» OBJETIVO A
Responde estas preguntas sobre la oración por la gracia, marcando cada respuesta igual que su pregunta:
(i) ¿Con qué dos títulos, referidos a las luces y a las misericordias, se nombra al Padre al principio?
(ii) ¿Para qué se derramó la sangre divina de Jesucristo?
(iii) ¿Cuántos dones tiene el Espíritu con los que nutre y sostiene la gracia y la caridad?

Dios todopoderoso y bueno, Padre de las luces y de las misericordias, de quien procede todo don[12], Tú que, según el designio de tu voluntad nos has adoptado por la gracia, que desde el principio del mundo escogiste y predestinaste para nosotros a tu Hijo, para que como hijos tuyos seamos santos e inmaculados en tu presencia con un santo amor[13], concédenos el espíritu de sabiduría y de revelación, aclara los ojos de nuestro corazón, y así conoceremos la esperanza de tu elección, las riquezas de la gloria de tu herencia en tus santos[14]. Dame luz y fuerza, para que consiga no disminuir con mis palabras este don de la gracia, por la cual tú arrancas a los hombres del polvo de su raza mortal y los adoptas en tu divina familia.
Señor Jesucristo, Salvador nuestro, Hijo de Dios vivo, por tu sangre divina derramada para salvarnos y restituirnos gracia, haz que logre mostrar, según mis débiles fuerzas, el valor inestimable de esa gracia comprada por ti a semejante precio.
Y tú, Espíritu supremo y santo, sello y prenda del divino amor, huésped santificador de nuestra alma, por quien la gracia y la caridad se derraman en nuestro corazón, tú, que mediante tus siete dones las nutres y las sostienes y que jamás das la gracia sin que te des a ti mismo, revélanos su esencia y su valor inapreciable.
Santa Madre de Dios, Madre de la divina gracia, haz que pueda mostrar a los hombres, convertidos por la gracia en hijos de Dios e hijos tuyos, los tesoros por los cuales ofreciste a tu divino Hijo.

» DATOS DEL CONJUNTO

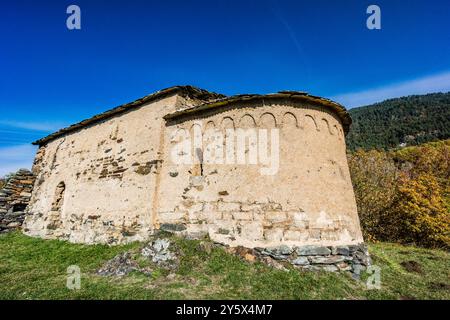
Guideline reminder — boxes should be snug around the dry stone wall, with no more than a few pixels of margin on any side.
[0,170,35,233]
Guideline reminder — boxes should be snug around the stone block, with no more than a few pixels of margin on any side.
[240,222,263,240]
[218,202,241,212]
[284,230,308,241]
[309,256,346,264]
[297,246,331,256]
[264,228,284,242]
[158,211,186,223]
[232,211,253,220]
[265,211,287,223]
[292,257,309,266]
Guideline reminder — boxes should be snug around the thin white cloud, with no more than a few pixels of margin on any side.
[331,72,450,108]
[0,144,37,177]
[0,120,66,132]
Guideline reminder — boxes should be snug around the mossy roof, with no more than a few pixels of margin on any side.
[164,91,352,134]
[33,86,352,146]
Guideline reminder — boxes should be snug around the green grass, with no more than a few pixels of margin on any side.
[0,233,450,300]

» OBJETIVO B
Imprime sin ningún cambio las filas que van desde la línea que contiene "Guideline reminder — boxes should be snug around the green" hasta el final de las filas, incluidas la primera y la última.

» RESULTADO A
(i) Padre de las luces y Padre de las misericordias.
(ii) Para salvarnos y restituirnos la gracia.
(iii) Siete.

» RESULTADO B
Guideline reminder — boxes should be snug around the green grass, with no more than a few pixels of margin on any side.
[0,233,450,300]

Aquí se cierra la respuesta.